◆ **Given request**
Convert the records below into a Markdown table with the columns Row and Line, where each row holds a running row number and one line of text. Omit blank lines.

◆ **Dataset records**
--------
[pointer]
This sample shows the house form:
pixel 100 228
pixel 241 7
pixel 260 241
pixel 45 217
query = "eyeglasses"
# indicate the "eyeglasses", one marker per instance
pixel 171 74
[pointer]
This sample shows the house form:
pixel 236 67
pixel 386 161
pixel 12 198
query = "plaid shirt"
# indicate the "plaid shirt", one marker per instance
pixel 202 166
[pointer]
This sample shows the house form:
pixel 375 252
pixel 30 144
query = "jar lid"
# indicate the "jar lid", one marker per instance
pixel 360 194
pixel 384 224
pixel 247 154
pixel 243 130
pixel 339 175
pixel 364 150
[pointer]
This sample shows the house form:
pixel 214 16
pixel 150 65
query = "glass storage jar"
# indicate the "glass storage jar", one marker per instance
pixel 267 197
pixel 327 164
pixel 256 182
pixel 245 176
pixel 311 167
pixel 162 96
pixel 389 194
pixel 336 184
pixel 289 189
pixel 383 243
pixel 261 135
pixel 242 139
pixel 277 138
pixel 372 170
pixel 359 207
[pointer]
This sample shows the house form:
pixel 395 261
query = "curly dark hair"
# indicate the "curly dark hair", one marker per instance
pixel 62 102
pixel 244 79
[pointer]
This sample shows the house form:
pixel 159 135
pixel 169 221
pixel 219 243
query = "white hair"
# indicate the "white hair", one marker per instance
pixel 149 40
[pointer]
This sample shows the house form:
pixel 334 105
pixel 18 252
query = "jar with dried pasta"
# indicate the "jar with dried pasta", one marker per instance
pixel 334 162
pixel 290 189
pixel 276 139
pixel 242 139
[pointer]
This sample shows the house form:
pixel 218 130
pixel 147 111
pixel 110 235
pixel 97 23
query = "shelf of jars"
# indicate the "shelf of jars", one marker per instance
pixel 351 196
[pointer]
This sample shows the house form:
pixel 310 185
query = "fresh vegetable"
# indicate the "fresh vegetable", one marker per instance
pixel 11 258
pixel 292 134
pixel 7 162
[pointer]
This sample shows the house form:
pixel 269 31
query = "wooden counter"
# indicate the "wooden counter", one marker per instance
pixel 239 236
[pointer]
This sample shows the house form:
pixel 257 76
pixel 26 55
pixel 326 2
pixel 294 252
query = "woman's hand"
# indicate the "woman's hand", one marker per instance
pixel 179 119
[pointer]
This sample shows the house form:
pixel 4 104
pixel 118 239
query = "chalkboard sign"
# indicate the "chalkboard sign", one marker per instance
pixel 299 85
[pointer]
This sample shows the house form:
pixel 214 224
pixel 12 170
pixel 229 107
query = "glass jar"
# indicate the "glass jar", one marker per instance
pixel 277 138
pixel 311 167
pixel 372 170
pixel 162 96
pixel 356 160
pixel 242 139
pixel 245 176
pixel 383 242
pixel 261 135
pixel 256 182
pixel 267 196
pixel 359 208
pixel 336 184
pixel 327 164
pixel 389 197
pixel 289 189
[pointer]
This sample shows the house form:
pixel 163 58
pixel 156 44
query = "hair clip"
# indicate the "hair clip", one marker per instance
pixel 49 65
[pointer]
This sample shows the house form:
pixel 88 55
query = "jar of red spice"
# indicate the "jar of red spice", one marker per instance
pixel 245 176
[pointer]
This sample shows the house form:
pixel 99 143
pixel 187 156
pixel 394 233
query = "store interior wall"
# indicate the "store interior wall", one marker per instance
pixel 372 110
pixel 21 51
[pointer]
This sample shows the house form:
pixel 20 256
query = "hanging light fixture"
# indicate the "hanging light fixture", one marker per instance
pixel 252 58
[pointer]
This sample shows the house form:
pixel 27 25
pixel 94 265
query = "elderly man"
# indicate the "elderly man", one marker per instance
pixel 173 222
--------
◆ **Full answer**
| Row | Line |
|---|---|
| 1 | [pointer] |
| 2 | This sample shows the house form: |
| 3 | pixel 100 228 |
| 4 | pixel 241 7 |
| 5 | pixel 260 241 |
| 6 | pixel 45 217 |
| 7 | query = "eyeglasses" |
| 8 | # indicate the "eyeglasses", one marker per instance |
| 9 | pixel 171 74 |
| 10 | [pointer] |
| 11 | This sample shows the house form: |
| 12 | pixel 236 67 |
| 13 | pixel 386 161 |
| 14 | pixel 12 198 |
| 15 | query = "plaid shirt" |
| 16 | # indicate the "plaid shirt", one marker per instance |
| 17 | pixel 202 166 |
| 18 | [pointer] |
| 19 | This sample shows the house form: |
| 20 | pixel 375 252 |
| 21 | pixel 30 144 |
| 22 | query = "jar lid" |
| 23 | # indicate the "jar lid", one marker per instance |
| 24 | pixel 360 194 |
| 25 | pixel 384 224 |
| 26 | pixel 247 154 |
| 27 | pixel 243 130 |
| 28 | pixel 339 175 |
| 29 | pixel 364 150 |
| 30 | [pointer] |
| 31 | This sample shows the house form: |
| 32 | pixel 214 16 |
| 33 | pixel 150 65 |
| 34 | query = "glass storage jar" |
| 35 | # indicate the "glass storage jar", one marker per instance |
| 36 | pixel 267 197 |
| 37 | pixel 327 164 |
| 38 | pixel 256 182 |
| 39 | pixel 245 176 |
| 40 | pixel 311 167 |
| 41 | pixel 162 96 |
| 42 | pixel 389 194 |
| 43 | pixel 336 184 |
| 44 | pixel 289 189 |
| 45 | pixel 383 243 |
| 46 | pixel 261 135 |
| 47 | pixel 242 139 |
| 48 | pixel 277 138 |
| 49 | pixel 372 170 |
| 50 | pixel 359 207 |
| 51 | [pointer] |
| 52 | This sample shows the house form: |
| 53 | pixel 395 261 |
| 54 | query = "curly dark hair" |
| 55 | # indicate the "curly dark hair", one marker per instance |
| 56 | pixel 62 102 |
| 57 | pixel 244 79 |
| 58 | [pointer] |
| 59 | This sample shows the house form: |
| 60 | pixel 159 135 |
| 61 | pixel 169 221 |
| 62 | pixel 219 243 |
| 63 | query = "white hair" |
| 64 | # indicate the "white hair", one marker per instance |
| 65 | pixel 149 40 |
| 66 | [pointer] |
| 67 | This sample shows the house form: |
| 68 | pixel 334 105 |
| 69 | pixel 18 252 |
| 70 | query = "jar with dried pasta" |
| 71 | # indicate the "jar with dried pasta", one marker per instance |
| 72 | pixel 334 162 |
| 73 | pixel 290 189 |
| 74 | pixel 276 139 |
| 75 | pixel 242 139 |
| 76 | [pointer] |
| 77 | This sample shows the house form: |
| 78 | pixel 218 130 |
| 79 | pixel 147 111 |
| 80 | pixel 110 235 |
| 81 | pixel 97 23 |
| 82 | query = "shelf of jars" |
| 83 | # indicate the "shelf of jars", one marker per instance |
| 84 | pixel 351 196 |
| 85 | [pointer] |
| 86 | This sample shows the house form: |
| 87 | pixel 310 185 |
| 88 | query = "fresh vegetable" |
| 89 | # indicate the "fresh vegetable", one marker per instance |
| 90 | pixel 11 258 |
| 91 | pixel 292 134 |
| 92 | pixel 7 162 |
| 93 | [pointer] |
| 94 | This sample shows the house form: |
| 95 | pixel 269 31 |
| 96 | query = "wooden counter" |
| 97 | # indicate the "wooden counter", one marker per instance |
| 98 | pixel 239 236 |
| 99 | [pointer] |
| 100 | This sample shows the house form: |
| 101 | pixel 257 76 |
| 102 | pixel 26 55 |
| 103 | pixel 326 2 |
| 104 | pixel 294 252 |
| 105 | query = "woman's hand" |
| 106 | # indicate the "woman's hand", one marker per instance |
| 107 | pixel 179 119 |
| 108 | [pointer] |
| 109 | This sample shows the house form: |
| 110 | pixel 4 104 |
| 111 | pixel 118 239 |
| 112 | query = "chalkboard sign" |
| 113 | # indicate the "chalkboard sign", one marker per instance |
| 114 | pixel 299 85 |
| 115 | [pointer] |
| 116 | This sample shows the house form: |
| 117 | pixel 214 224 |
| 118 | pixel 12 170 |
| 119 | pixel 229 107 |
| 120 | query = "glass jar" |
| 121 | # indicate the "glass jar", one marker per instance |
| 122 | pixel 277 138 |
| 123 | pixel 311 167 |
| 124 | pixel 372 170 |
| 125 | pixel 162 96 |
| 126 | pixel 356 160 |
| 127 | pixel 242 139 |
| 128 | pixel 245 176 |
| 129 | pixel 383 242 |
| 130 | pixel 261 135 |
| 131 | pixel 256 182 |
| 132 | pixel 267 196 |
| 133 | pixel 359 208 |
| 134 | pixel 336 184 |
| 135 | pixel 327 164 |
| 136 | pixel 389 197 |
| 137 | pixel 289 189 |
| 138 | [pointer] |
| 139 | This sample shows the house form: |
| 140 | pixel 163 58 |
| 141 | pixel 156 44 |
| 142 | query = "hair clip" |
| 143 | # indicate the "hair clip", one marker per instance |
| 144 | pixel 49 65 |
| 145 | [pointer] |
| 146 | This sample shows the house form: |
| 147 | pixel 88 55 |
| 148 | query = "jar of red spice" |
| 149 | # indicate the "jar of red spice", one marker per instance |
| 150 | pixel 245 176 |
| 151 | [pointer] |
| 152 | This sample shows the house form: |
| 153 | pixel 99 143 |
| 154 | pixel 187 156 |
| 155 | pixel 394 233 |
| 156 | query = "store interior wall" |
| 157 | # indicate the "store interior wall", one marker per instance |
| 158 | pixel 372 110 |
| 159 | pixel 21 51 |
| 160 | [pointer] |
| 161 | This sample shows the house form: |
| 162 | pixel 20 256 |
| 163 | query = "hanging light fixture" |
| 164 | # indicate the "hanging light fixture", one marker per instance |
| 165 | pixel 252 58 |
| 166 | [pointer] |
| 167 | This sample shows the house form: |
| 168 | pixel 27 25 |
| 169 | pixel 94 265 |
| 170 | query = "elderly man" |
| 171 | # indicate the "elderly man", one marker per instance |
| 172 | pixel 173 222 |